## [WHAT TO PRODUCE]
Continue the essay about moving to rural Oaxaca, picking up after its final sentence.

╭─ PASSAGE

Why I moved to rural Oaxaca
I drove out of Los Angeles early on September 9, 2022. It was a grey morning and rain poured in sideways for the entire 2.5 hour drive from my home to the Tijuana border crossing. I look back on that day and how at the time I thought I’d be returning in three months, renewed and having found whatever I was looking for, but here I am ten months later in rural Oaxaca on what seems like an endless search for Self.
The pandemic, lockdown reality, and the grip of capitalism tightening around all of our necks in the face of so much change, loss and grief were seeds to my desperate search for a place of respite. Worn down from exhaustion, not even my body was a safe haven. My mind was unable to rest on anything besides the new paradigms of my interpersonal relationships, my constantly wavering access to work and money, and the disappeared sense of self that I’d unknowingly attached to these things.
Three ayahuasca ceremonies peppered through 2021 were what opened my eyes to the fact that I had no choice but to come back home to myself, although that ‘self’ would look very different from what I previously knew. These ceremonies made me feel too big for my skin and reawakened desires that were buried under the backburner and forgotten, given up in exchange for making ends meet and a slow chipping away at my autonomy.

╰─
╭─ GIVEN ENTRIES

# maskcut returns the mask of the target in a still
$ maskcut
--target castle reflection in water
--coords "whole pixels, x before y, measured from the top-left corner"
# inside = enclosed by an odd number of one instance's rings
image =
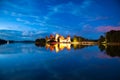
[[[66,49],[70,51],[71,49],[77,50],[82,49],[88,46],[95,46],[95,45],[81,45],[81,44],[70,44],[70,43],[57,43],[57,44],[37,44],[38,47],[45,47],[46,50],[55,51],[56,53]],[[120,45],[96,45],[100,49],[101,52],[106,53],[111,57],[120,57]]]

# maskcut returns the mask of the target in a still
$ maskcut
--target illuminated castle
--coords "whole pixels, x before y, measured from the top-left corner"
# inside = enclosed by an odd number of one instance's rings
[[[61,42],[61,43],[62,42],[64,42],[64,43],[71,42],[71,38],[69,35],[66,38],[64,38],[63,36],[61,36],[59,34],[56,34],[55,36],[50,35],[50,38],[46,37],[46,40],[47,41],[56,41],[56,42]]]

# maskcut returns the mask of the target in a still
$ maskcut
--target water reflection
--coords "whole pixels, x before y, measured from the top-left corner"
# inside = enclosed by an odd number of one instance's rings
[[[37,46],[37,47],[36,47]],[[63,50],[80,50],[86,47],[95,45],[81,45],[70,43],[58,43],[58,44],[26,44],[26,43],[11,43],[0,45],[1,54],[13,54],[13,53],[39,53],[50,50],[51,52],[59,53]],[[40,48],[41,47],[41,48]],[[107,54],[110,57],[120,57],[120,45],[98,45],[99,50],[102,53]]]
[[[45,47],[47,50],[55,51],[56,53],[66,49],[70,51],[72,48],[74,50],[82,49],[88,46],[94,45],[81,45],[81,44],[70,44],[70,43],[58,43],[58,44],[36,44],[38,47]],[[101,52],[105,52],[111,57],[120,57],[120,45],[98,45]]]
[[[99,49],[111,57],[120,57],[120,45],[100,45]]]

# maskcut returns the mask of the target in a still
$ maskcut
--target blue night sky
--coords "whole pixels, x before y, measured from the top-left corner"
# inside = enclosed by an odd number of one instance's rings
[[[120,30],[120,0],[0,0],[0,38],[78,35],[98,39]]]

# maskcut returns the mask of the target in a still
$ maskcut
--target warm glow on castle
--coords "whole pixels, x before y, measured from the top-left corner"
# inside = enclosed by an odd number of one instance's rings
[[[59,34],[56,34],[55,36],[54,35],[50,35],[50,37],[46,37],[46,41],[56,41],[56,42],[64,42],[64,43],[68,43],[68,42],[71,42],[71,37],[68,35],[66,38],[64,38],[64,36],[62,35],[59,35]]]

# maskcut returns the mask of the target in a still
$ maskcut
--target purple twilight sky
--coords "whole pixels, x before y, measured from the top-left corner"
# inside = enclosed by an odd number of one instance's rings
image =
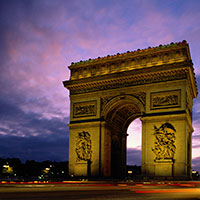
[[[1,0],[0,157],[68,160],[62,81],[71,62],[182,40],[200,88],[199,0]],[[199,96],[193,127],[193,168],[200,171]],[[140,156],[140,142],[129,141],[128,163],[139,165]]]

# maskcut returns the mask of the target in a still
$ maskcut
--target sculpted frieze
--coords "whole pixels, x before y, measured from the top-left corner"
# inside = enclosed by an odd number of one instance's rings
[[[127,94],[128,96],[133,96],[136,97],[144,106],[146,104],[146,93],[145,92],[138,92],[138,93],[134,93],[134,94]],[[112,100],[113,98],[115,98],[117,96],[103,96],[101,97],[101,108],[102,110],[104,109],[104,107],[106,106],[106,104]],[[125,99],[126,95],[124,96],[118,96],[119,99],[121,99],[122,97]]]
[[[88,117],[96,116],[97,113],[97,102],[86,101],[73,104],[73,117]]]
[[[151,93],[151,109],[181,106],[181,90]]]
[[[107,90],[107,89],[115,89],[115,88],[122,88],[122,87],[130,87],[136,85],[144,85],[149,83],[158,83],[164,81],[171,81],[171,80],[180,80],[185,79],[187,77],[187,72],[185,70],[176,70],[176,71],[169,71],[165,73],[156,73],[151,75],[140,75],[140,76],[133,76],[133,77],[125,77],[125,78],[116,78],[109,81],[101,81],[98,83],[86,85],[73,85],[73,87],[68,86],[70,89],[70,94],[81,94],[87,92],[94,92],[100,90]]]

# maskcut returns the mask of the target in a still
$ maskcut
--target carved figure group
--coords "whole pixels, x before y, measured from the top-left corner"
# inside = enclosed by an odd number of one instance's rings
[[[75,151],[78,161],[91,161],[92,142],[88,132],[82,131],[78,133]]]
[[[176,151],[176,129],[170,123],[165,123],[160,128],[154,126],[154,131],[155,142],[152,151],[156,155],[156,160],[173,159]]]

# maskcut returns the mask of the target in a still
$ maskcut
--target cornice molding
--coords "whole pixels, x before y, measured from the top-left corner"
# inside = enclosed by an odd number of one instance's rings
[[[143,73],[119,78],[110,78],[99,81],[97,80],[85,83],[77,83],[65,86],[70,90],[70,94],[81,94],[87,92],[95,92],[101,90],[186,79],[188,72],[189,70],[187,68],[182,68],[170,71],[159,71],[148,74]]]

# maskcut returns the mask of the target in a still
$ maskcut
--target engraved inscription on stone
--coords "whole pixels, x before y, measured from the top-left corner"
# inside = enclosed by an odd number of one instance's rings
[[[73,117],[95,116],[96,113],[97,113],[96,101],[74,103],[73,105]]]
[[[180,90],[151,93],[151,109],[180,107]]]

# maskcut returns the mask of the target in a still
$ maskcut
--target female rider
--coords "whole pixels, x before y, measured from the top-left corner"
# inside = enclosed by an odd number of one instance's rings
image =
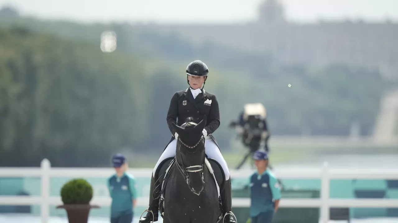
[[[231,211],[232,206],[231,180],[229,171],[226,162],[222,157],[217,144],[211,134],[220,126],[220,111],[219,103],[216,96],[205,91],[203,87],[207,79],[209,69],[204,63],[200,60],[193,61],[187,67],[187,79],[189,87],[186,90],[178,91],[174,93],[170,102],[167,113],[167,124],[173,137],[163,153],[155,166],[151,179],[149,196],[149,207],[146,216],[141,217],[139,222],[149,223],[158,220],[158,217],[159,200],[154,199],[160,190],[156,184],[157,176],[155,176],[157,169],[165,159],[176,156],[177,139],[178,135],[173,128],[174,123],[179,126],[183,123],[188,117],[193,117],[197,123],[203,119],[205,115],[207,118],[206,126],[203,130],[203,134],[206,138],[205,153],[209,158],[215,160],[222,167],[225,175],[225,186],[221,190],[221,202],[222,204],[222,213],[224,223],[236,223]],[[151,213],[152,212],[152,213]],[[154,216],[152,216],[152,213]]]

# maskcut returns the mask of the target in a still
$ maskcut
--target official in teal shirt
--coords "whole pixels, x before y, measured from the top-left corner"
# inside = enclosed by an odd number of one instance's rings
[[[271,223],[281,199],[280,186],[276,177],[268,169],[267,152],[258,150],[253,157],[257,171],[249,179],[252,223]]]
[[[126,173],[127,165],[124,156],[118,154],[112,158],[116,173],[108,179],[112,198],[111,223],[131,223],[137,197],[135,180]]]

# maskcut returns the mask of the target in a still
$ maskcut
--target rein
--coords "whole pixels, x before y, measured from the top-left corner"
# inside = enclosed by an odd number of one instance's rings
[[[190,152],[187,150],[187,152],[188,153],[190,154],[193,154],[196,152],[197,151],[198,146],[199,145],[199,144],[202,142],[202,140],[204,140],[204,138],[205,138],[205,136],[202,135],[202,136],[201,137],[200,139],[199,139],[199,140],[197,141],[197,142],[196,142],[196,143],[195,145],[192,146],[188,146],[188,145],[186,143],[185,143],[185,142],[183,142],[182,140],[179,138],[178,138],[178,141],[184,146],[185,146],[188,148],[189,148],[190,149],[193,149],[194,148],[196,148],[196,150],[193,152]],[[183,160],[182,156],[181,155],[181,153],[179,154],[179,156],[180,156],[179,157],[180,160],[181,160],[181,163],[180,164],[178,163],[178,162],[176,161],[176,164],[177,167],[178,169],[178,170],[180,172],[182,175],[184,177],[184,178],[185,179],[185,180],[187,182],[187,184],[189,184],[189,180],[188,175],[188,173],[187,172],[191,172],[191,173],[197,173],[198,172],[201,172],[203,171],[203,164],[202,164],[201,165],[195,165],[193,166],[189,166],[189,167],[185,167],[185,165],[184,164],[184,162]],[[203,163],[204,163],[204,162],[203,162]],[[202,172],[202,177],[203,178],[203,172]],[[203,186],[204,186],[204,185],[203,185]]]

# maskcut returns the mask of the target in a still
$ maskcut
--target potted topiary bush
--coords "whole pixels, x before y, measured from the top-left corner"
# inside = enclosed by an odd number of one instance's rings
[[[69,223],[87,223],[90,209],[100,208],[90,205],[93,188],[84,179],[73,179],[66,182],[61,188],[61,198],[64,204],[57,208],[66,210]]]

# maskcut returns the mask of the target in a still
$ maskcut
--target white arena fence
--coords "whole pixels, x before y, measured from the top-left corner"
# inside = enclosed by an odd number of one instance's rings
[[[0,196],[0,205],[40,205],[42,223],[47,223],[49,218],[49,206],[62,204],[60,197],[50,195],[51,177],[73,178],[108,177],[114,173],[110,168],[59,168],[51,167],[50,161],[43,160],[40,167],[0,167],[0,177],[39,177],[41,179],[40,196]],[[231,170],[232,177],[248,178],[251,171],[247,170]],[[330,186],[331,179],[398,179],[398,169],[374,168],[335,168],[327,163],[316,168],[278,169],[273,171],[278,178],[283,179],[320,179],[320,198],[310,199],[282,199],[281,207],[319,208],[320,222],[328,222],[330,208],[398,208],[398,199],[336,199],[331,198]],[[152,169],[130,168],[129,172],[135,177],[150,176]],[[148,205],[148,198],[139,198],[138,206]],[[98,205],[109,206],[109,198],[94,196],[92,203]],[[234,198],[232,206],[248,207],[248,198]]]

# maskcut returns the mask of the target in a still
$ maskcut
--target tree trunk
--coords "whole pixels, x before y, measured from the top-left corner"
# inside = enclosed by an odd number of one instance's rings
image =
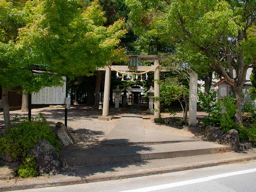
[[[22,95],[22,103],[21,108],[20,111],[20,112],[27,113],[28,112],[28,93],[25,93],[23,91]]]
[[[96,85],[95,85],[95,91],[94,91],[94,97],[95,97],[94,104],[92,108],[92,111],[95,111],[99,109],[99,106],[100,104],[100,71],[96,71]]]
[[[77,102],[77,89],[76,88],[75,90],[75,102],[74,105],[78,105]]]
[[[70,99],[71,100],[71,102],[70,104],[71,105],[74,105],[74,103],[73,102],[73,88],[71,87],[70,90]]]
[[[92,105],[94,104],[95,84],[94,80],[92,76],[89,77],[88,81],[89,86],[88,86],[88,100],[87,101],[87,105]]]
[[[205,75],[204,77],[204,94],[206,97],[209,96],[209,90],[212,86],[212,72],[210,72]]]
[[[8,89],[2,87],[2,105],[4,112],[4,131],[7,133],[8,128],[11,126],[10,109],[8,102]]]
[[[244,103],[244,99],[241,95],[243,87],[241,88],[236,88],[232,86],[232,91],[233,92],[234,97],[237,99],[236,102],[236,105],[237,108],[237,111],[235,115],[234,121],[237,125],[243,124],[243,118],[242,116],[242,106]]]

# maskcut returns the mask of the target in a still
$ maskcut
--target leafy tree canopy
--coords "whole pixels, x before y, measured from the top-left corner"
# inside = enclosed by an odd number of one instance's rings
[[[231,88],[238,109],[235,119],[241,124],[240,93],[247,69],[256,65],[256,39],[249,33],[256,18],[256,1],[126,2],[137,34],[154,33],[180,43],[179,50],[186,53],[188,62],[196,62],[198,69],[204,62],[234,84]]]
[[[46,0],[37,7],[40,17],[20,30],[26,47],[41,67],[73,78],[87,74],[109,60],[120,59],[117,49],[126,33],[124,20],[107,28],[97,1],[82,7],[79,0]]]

╰─

## [THE ANSWER]
Something had to change. Previous trips to Mexico showed that being here always brought my creativity to life and the low cost of living for someone emigrating from the United States granted me some space to breathe through the arduous unraveling of self-discovery, without the pressure to be productive breathing down my neck.
I chose Oaxaca as the site of my own excavation and a starting point to learn what freedom really means to me. I soon understood that liberation and freedom are not the same. As the womanist theologian and social ethicist Dr Emilie Townes says, “Liberation is a process. Freedom is a temporary state of being. Liberation is dynamic. It never ends.”